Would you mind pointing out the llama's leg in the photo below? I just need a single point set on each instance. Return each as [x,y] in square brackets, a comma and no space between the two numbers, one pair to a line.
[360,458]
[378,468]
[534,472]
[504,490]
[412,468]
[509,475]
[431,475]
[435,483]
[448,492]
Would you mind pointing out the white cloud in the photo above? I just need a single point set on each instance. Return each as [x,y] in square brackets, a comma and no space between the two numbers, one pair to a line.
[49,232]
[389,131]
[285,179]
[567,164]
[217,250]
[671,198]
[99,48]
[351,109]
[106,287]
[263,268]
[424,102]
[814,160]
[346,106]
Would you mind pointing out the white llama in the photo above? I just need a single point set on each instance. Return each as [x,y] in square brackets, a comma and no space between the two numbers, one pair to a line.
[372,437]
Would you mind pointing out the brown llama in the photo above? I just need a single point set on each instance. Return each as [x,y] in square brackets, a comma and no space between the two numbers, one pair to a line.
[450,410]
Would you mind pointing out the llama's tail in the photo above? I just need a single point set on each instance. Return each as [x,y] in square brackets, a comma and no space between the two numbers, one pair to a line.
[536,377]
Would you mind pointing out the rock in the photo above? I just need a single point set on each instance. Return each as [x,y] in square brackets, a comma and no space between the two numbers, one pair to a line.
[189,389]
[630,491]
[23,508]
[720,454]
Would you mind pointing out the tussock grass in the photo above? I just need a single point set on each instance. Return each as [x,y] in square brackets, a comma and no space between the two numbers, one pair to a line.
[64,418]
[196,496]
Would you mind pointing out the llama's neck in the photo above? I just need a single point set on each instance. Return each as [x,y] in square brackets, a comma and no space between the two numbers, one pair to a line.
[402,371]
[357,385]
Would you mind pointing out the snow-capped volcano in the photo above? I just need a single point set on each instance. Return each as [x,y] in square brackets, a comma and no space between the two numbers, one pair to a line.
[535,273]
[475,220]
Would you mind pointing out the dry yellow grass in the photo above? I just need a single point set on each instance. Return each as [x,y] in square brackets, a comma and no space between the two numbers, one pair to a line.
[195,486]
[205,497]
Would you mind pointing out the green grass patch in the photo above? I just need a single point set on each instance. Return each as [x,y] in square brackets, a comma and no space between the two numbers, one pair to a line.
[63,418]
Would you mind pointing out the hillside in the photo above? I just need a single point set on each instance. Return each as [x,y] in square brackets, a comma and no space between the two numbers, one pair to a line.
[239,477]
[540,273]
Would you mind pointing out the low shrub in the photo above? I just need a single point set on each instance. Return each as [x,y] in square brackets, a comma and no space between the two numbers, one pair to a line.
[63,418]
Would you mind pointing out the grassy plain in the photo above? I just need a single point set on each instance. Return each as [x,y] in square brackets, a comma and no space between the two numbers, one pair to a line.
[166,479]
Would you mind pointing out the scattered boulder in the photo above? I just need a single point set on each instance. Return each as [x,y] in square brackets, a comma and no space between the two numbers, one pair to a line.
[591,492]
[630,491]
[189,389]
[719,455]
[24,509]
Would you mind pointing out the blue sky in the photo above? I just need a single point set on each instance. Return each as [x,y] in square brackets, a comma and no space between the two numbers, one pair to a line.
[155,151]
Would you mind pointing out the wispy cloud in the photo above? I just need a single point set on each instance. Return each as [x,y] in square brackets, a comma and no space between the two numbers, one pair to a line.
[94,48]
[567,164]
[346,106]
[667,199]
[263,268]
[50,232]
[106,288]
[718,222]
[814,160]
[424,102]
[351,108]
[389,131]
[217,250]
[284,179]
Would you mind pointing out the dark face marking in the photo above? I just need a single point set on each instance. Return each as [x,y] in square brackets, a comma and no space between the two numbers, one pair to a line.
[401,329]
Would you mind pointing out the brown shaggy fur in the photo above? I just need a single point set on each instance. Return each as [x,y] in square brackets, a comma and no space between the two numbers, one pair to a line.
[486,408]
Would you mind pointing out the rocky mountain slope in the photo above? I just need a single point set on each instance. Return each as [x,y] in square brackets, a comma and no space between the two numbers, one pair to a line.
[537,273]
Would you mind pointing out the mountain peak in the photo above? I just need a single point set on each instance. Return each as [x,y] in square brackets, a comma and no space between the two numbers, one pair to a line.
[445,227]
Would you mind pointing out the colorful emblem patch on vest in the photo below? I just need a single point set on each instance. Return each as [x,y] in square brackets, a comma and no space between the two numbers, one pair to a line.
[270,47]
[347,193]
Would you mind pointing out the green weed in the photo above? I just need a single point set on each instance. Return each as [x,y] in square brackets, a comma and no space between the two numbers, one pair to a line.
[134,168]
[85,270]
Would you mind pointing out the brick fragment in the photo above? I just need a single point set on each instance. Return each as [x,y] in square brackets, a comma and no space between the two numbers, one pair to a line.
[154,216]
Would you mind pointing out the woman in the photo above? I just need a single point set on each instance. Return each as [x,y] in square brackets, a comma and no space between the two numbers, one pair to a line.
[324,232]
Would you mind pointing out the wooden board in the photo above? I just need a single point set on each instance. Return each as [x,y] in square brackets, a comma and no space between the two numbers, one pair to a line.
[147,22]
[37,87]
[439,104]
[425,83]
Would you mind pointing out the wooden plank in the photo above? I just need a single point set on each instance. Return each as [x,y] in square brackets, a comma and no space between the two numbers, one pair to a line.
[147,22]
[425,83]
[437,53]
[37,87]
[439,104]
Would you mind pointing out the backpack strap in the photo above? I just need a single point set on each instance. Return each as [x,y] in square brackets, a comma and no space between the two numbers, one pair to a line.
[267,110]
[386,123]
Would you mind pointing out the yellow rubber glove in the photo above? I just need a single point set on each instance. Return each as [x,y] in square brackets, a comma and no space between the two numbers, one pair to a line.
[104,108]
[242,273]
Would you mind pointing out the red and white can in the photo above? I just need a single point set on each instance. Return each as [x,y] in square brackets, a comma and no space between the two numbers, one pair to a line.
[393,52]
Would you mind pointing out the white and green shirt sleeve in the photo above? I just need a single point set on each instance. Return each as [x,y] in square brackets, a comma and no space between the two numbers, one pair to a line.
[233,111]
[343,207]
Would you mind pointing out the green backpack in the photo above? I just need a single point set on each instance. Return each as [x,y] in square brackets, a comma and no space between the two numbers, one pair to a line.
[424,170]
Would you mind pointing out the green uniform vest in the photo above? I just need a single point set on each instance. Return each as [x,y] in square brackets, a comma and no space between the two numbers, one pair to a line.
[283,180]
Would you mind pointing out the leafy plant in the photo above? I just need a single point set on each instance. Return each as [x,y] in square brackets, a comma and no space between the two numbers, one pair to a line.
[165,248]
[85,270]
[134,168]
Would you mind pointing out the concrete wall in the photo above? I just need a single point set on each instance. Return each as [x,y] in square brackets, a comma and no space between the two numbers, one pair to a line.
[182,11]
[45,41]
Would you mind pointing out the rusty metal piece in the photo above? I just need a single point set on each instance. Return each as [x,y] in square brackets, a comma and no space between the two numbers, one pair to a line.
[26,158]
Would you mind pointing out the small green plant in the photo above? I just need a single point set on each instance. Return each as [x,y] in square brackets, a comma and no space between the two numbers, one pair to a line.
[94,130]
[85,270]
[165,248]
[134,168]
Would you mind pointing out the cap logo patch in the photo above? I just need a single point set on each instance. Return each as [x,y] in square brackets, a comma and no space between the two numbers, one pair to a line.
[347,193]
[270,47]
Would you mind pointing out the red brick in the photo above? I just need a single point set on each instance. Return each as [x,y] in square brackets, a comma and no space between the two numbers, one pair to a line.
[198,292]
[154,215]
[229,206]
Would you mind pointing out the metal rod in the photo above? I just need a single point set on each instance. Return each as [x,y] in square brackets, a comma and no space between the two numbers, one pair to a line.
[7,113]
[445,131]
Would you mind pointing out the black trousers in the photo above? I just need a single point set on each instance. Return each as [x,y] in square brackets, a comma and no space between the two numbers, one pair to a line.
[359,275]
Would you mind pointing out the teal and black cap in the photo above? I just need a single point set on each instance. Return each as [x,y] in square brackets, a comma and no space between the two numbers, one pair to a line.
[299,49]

───

To do → Render the part of the records from the line containing "Would you mind pointing out the teal" through the last line as a JSON list of strings, with one string per line and blank lines left out.

Result for this task →
[
  "Would you mind pointing out the teal and black cap in the photo above? I just need a single point set on each instance. Return each as [x,y] in square brackets, a comma and no space between the two numbers, one pair to a line.",
  "[299,49]"
]